Problem statement: Copy out every row below with "photograph" replaced by "image" wherever it shows up, keeping everything else the same. Don't include the pictures.

(Rows from a dataset)
== == ==
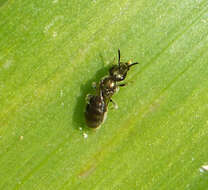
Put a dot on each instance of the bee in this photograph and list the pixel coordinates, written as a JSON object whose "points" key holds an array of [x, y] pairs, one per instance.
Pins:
{"points": [[96, 110]]}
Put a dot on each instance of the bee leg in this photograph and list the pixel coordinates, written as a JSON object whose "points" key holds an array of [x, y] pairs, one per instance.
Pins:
{"points": [[88, 97], [115, 105]]}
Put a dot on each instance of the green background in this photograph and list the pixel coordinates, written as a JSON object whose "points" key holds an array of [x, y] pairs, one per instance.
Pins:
{"points": [[51, 52]]}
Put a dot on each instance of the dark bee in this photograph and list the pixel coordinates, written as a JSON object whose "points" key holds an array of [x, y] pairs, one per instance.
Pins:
{"points": [[96, 109]]}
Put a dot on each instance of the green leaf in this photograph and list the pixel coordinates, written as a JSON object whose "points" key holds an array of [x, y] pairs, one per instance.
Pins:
{"points": [[51, 52]]}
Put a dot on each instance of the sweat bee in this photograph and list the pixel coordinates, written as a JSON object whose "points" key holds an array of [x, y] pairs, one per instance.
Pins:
{"points": [[96, 110]]}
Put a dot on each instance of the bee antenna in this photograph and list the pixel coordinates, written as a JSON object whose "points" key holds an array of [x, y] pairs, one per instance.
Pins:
{"points": [[119, 57]]}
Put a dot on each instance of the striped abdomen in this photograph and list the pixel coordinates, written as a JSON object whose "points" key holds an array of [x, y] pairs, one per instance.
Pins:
{"points": [[95, 111]]}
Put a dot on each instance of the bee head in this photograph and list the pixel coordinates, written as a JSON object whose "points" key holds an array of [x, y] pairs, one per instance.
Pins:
{"points": [[119, 72]]}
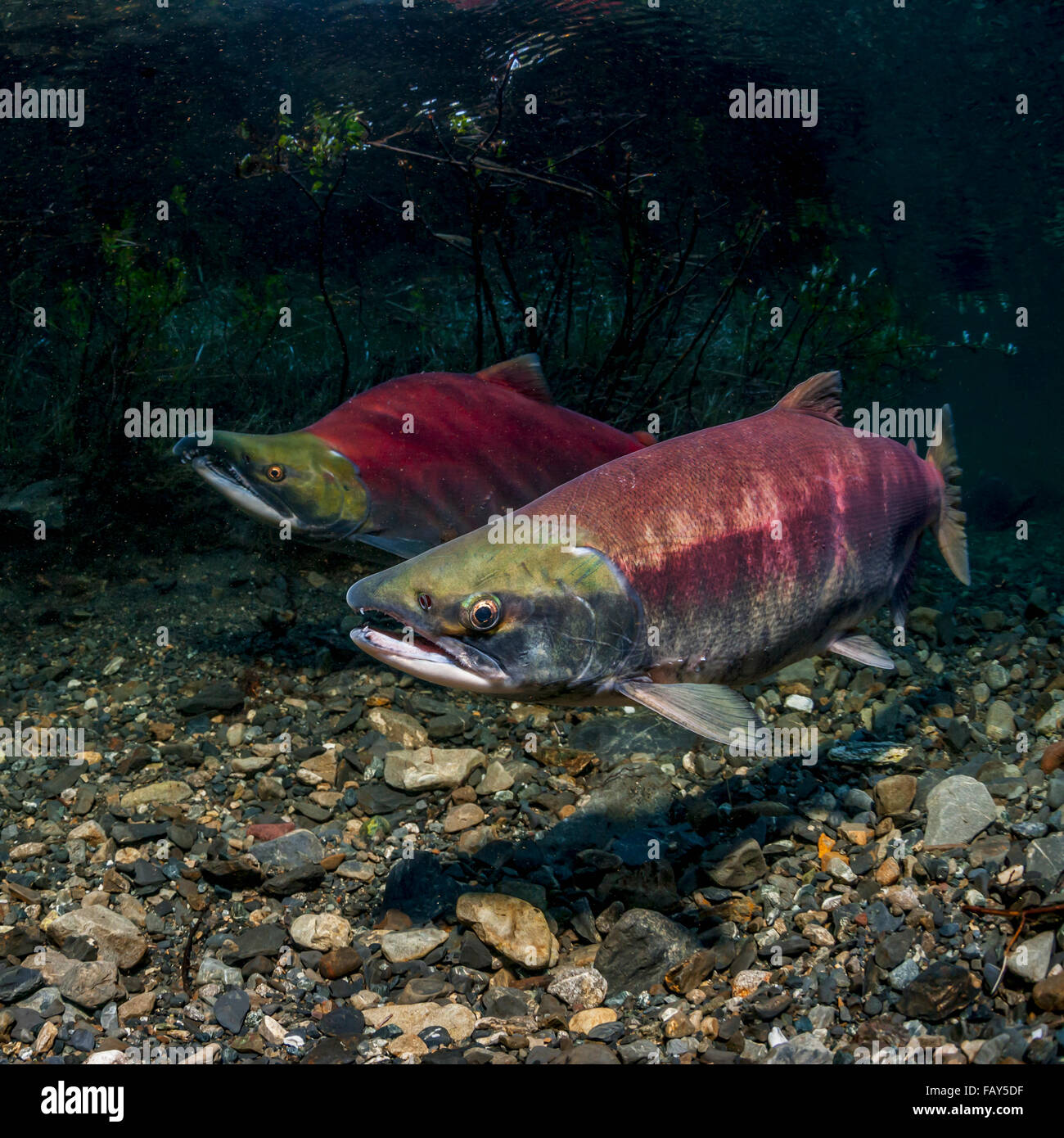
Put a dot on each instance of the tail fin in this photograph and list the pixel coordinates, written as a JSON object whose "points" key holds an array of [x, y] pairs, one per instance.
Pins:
== == ==
Exercise output:
Put a dot on each instance of the bee in this image and list the pixel coordinates, written as a JSON object whose "points" key holds an array of [x, y] pairs, one per instance.
Pins:
{"points": [[96, 110]]}
Put a dot on each instance of the bee leg in this image and list the pixel coordinates, written as a JSON object whose "points" key holds an array of [x, y] pairs, one per instance.
Pins:
{"points": [[88, 97], [115, 105]]}
Put a dot on each instance of the green background in this image and list the pixel coordinates, written as a JSON object whose "points" key holds an array of [x, y] pairs, one per instance.
Pins:
{"points": [[51, 52]]}
Put a dot on each instance of the dark bee in this image and list the pixel coordinates, written as a JSON object whose "points" key holds an array of [x, y] pairs, one per instance.
Pins:
{"points": [[96, 109]]}
Put a dot on each instance of the green leaf in this image and list the pixel coordinates, written as a JSON object whose "points" key holds an array of [x, y] pairs, one per instance.
Pins:
{"points": [[51, 52]]}
Put a dot on each instance of the sweat bee in this image and list the pixel coordinates, written as a JSON object whose "points" key holds an array of [x, y] pairs, one per instance.
Pins:
{"points": [[96, 110]]}
Put a dot on each instance of the bee antenna in this image and list the pixel coordinates, written as a JSON object whose "points" key holds an array of [x, y] pairs, one per instance.
Pins:
{"points": [[119, 57]]}
Put a dot on each instance of the striped abdomen in this image and list the pixel coordinates, written as a JSON object whose "points" key holds an array of [x, y] pairs, one per instance.
Pins:
{"points": [[95, 111]]}
Put a dot on each instance of the bee head in this image and list the pixel coordinates, written as a JSON object whose "points" key holds an array of [x, y] pairs, one per instance.
Pins:
{"points": [[119, 72]]}
Put a dot on each instance of the tail fin in this image and list the pixel coordinates, written as a JSON object whose "points" key holds an array of [x, y] pairs, one per instance.
Pins:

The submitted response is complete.